:: EXERCISE OBJECTIVE ::
The records beneath should be printed exactly, and the pictures are to be left out.

Referring expression pointing data
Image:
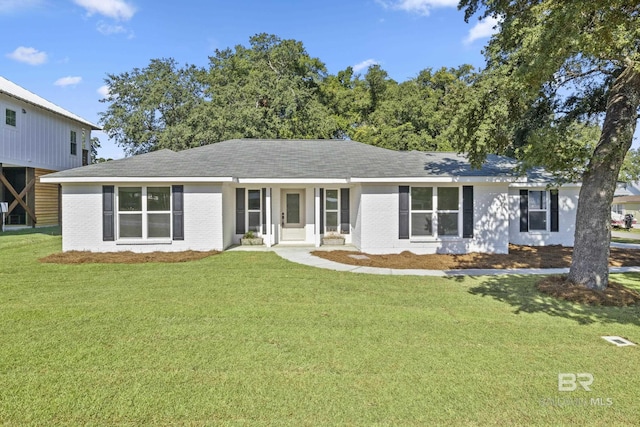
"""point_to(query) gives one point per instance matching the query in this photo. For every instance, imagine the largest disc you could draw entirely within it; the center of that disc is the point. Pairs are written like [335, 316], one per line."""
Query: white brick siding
[82, 221]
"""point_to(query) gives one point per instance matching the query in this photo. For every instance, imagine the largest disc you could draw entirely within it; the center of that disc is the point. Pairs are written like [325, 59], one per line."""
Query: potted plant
[333, 239]
[250, 238]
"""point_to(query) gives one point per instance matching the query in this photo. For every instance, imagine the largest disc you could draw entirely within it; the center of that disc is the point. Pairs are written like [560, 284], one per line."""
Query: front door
[292, 215]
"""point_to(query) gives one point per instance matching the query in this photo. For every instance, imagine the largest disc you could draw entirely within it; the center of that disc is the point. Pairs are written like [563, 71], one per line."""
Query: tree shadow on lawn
[521, 293]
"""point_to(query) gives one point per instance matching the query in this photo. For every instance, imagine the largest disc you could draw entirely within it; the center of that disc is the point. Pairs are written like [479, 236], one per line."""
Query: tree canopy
[273, 88]
[562, 89]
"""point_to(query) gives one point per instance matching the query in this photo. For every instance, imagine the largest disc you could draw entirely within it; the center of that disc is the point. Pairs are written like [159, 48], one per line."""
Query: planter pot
[333, 241]
[255, 241]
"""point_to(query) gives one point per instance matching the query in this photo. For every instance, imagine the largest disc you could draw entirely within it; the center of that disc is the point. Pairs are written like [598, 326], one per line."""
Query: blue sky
[63, 49]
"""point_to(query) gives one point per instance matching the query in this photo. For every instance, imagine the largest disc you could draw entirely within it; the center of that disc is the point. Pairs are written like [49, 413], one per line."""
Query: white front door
[292, 215]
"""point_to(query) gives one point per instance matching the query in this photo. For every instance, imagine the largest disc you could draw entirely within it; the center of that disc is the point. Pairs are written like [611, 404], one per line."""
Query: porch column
[268, 212]
[316, 217]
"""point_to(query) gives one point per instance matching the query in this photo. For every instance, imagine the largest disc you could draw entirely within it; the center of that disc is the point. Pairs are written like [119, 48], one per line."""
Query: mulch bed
[614, 295]
[518, 257]
[81, 257]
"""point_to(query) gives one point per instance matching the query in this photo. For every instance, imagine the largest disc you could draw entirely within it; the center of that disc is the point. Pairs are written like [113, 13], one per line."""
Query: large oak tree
[554, 69]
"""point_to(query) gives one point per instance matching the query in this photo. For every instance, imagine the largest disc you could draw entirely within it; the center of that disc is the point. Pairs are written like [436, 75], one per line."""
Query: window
[253, 210]
[435, 211]
[537, 210]
[144, 212]
[331, 209]
[74, 143]
[10, 117]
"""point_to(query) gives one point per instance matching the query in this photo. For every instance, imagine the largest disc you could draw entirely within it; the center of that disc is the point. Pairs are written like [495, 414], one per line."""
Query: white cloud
[421, 7]
[483, 29]
[68, 81]
[28, 55]
[116, 9]
[107, 29]
[364, 65]
[9, 6]
[103, 91]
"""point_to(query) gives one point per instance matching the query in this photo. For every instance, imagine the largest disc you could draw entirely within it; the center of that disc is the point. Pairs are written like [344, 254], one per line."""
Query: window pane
[447, 224]
[421, 198]
[448, 198]
[254, 200]
[130, 225]
[158, 199]
[538, 220]
[421, 224]
[254, 221]
[293, 208]
[10, 118]
[537, 200]
[332, 200]
[159, 225]
[331, 223]
[130, 199]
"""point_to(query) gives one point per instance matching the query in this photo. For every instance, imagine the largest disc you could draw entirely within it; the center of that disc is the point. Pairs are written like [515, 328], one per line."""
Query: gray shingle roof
[294, 159]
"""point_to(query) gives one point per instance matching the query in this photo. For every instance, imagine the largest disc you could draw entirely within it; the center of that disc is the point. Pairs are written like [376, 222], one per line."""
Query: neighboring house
[626, 200]
[36, 138]
[296, 191]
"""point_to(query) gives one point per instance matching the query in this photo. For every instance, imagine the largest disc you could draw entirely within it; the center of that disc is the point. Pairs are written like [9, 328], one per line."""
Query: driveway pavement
[302, 255]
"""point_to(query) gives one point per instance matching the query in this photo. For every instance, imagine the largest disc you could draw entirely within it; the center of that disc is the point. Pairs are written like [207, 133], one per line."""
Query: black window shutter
[264, 211]
[108, 201]
[240, 221]
[524, 210]
[467, 211]
[403, 212]
[177, 192]
[322, 211]
[344, 211]
[555, 211]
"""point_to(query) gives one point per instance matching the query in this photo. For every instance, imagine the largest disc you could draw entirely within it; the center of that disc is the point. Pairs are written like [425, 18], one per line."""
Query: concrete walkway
[302, 255]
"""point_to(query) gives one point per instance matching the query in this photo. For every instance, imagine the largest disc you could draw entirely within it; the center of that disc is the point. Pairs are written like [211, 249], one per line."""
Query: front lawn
[246, 338]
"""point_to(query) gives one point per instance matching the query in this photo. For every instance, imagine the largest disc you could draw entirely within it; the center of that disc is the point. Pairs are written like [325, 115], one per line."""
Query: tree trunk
[590, 261]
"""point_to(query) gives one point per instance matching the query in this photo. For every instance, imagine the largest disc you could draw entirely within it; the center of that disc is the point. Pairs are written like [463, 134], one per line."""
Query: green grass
[246, 338]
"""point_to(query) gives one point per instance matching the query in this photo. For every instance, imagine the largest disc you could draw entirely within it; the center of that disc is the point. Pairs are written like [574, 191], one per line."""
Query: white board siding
[379, 211]
[40, 139]
[82, 221]
[567, 205]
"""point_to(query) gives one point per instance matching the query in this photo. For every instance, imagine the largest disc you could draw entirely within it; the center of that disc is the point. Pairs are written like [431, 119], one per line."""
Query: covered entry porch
[290, 214]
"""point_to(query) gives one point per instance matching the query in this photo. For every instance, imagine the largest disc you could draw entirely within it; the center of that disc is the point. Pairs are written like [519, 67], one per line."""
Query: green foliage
[274, 89]
[630, 170]
[545, 88]
[149, 108]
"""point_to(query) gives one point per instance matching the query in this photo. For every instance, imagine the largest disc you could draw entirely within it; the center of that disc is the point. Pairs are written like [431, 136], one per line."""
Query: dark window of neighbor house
[10, 117]
[74, 143]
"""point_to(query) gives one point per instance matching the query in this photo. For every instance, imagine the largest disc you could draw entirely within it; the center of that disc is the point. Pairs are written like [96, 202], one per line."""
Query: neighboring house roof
[254, 159]
[13, 90]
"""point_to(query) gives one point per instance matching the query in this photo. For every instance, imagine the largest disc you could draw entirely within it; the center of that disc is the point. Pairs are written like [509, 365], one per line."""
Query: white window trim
[72, 133]
[260, 232]
[145, 239]
[337, 211]
[4, 117]
[434, 236]
[547, 210]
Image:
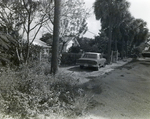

:: YOUR RESPONSE ::
Image:
"""point_to(query) gives one point per instance matching the query in this photo. For every instance, imagine the largest disc you could draw entirely within it; the center of that disc is the point. Pairs are written like [335, 316], one per line."""
Query: white brick siding
[82, 221]
"""point_to(query) gives one point per instance matching the query in this photo. For every instance, imagine the largest disc you could draw entirely within it; the center of that disc is the point. Pairs are written like [325, 59], one per line."""
Query: potted plant
[333, 239]
[250, 238]
"""point_to(query) gives one point per instance matching the query in this photo. For every instance, imagine the largest disc you could draw entirely within it; the center of that disc is the point. Pairs are written like [560, 284], one per line."""
Query: front door
[292, 215]
"""point_to(query) gives one point per instance matching the query in this photo. For every instance, imagine the largest disc you could draw entirely within it; the center of that disc is the point. Pairs are written like [563, 71], one per line."""
Query: tree shadow on lawn
[521, 293]
"""point_to(query) gives one point per instance matching the query in this photo. For every instance, imagine the largest disc you could draw entirely within it; the center of that disc is the point. Pairs are written like [479, 236], one per line."""
Query: tree canopy
[273, 88]
[562, 89]
"""point_to(query) gives one point per instance matching the query in this photo. For every instance, imagine the largest disc you could draw entirely within it; the center of that disc is the point. Pairs are written like [159, 48], one per line."""
Query: planter pot
[333, 241]
[255, 241]
"""point_to(query) gives one point per instance matching the query in this photo. For every instance, imagine the largest disc you could draw entirely within it; the center of that disc is the point. Pairs are written like [598, 326], one per line."""
Query: blue sky
[63, 49]
"""point_to(query) gives one point per instance matching the query in this photo. For every instance, imagine the largest disc you could draw entirely within it; the center of that disc is the point. Pairs are written like [49, 413], one per line."""
Query: white front door
[292, 215]
"""point_to(query) gives one point per instance matching the query in this photo. For every instance, imagine the largest disc you could draw entirely within it; the center of that disc is the point. Pairs are written like [611, 404], one per line."""
Query: porch column
[268, 212]
[316, 217]
"""point_to(query) gives one point per instance matching the query in this photo. For every instance, imagine the largest disc you could draw entirely within it; the center of that disc is the point. Pairs are written like [119, 48], one per line."""
Query: mulch bed
[614, 295]
[518, 257]
[81, 257]
"""point_to(query) gives one point per instance matching the query in this photo. For every instance, imagine the largest disc you could draw entirely within it; the center of that disc is the point. Pairs are written like [113, 13], one per line."""
Query: large oak tree
[554, 69]
"""point_to(query) gives one point per instance matching the query in this photo. For every instance, imagine the largest disc you could draw entirely within it; the center of that disc is the point. Pairs are written like [436, 75], one per line."""
Query: window
[253, 210]
[435, 211]
[537, 210]
[144, 212]
[331, 209]
[74, 143]
[10, 117]
"""point_to(query) gives one point per instance matching the query in this photo. For every instance, imagine the largest disc you could draw entirely within it; the center of that disc is the point. Pairs are written like [495, 414], one per line."""
Query: white cloud
[421, 7]
[483, 29]
[68, 81]
[28, 55]
[116, 9]
[107, 29]
[364, 65]
[9, 6]
[103, 91]
"""point_to(query) gives one point per instance matching the query in this photo. For every instance, imagine the largest disc you could draw entirely within it; the center of that disc is the point. Pairs are written like [344, 254], one per line."""
Query: window pane
[447, 224]
[421, 198]
[448, 198]
[254, 200]
[130, 225]
[158, 199]
[538, 220]
[421, 224]
[254, 221]
[293, 208]
[10, 118]
[537, 200]
[332, 200]
[159, 225]
[331, 223]
[130, 199]
"""point_to(query) gives one point per instance matching the query in this photo. For every instance, imagine the largest disc you could draw entirely within it; the center of that disc is the point. Pairs are written like [515, 328], one per line."""
Query: gray shingle roof
[294, 159]
"""point_to(query) gives one point per instance matching the query in this photo. For every instance, imagine the largest disc you could draw entirely within it; the center of that disc is the point. Pairs are written like [376, 222], one per line."""
Query: neighboring house
[626, 200]
[36, 138]
[296, 191]
"""point_to(query) gives one point per instance matching the query in this photo. For every instance, imagine the largest disc you could draw entirely within it; the center of that disc is the point. Pairs are written like [9, 328], one per line."""
Query: driveway pavement
[302, 255]
"""point_to(query) gives one point per instance matching the query in this photo. For every instance, imagine the largest disc you could draw entirely within it; the center of that disc is the point. Pairs are written like [207, 133], one per line."""
Query: black window shutter
[264, 211]
[108, 201]
[240, 221]
[524, 210]
[467, 211]
[403, 212]
[177, 192]
[322, 211]
[344, 211]
[555, 211]
"""point_to(query) gives one point per instance matching the query in this photo. For every instance, imagine the largest disc you could draw entirely within it; the center of that disc is the point. Pairs are written like [425, 18], one per line."""
Query: concrete walkway
[302, 255]
"""point_to(query) gives one point per instance matching the query in this photo. For every instance, imagine the largest disc you could draw entirely within it; the center of that disc is the point. Pairs are written like [211, 249], one per line."""
Query: front lawn
[246, 338]
"""point_to(query) gives one point per instance matching the query in this photo. For every instance, imagine the largest disc you could draw entirely within it; the center of that disc is the point. Pairs are written like [325, 115], one per line."""
Query: tree trunk
[590, 261]
"""point_to(query) gives one point per instance matching the query in this photo. For every instance, imagine the largest disc you could draw entirely within it; the center of that disc is the point. Pairs are written like [463, 134], one per line."""
Query: green grass
[246, 338]
"""point_to(query) gives one point per instance matching the query in this photo. For every instance, imagine the largest disc you could draw entirely within it; the center of that disc is the point. Pairs are written like [574, 191], one per line."""
Query: white board siding
[379, 211]
[40, 139]
[82, 221]
[567, 205]
"""point_to(query) gives one point per instance matching the query in this photo. For every instance, imagine the largest disc you could draw entirely within it; the center of that disc is the point. Pairs are written like [431, 119], one per line."""
Query: covered entry porch
[290, 214]
"""point_to(query) gives one point per instance matching the query in this photo. For every instance, imagine the largest disc you could draw entirely within it; the center of that disc is the point. Pairs are written like [519, 67], one per line."""
Query: green foliage
[274, 89]
[630, 170]
[545, 88]
[149, 108]
"""point_to(query) gives one point per instance matching the query in this photo. For every instance, imagine the largest disc you could draw entirely within it; the center of that disc is the point. Pairs are written like [431, 136], one per line."""
Query: dark window of neighbor house
[10, 117]
[74, 143]
"""point_to(query) gives one point per instance matching the query in this photo. For every instance, imagine the largest disc you could draw entirely within it; the center of that disc is the point. Pairs are written like [96, 202], one per line."""
Query: neighboring house roof
[254, 159]
[13, 90]
"""point_to(query) gives one point per instance matching the query in this photo. For every instance, imagine the largest disc you could draw entirely within it; the center of that disc is the point. Pairs are written like [509, 365], one per line."""
Query: white window trim
[72, 133]
[260, 232]
[145, 239]
[337, 211]
[4, 117]
[434, 236]
[547, 210]
Image:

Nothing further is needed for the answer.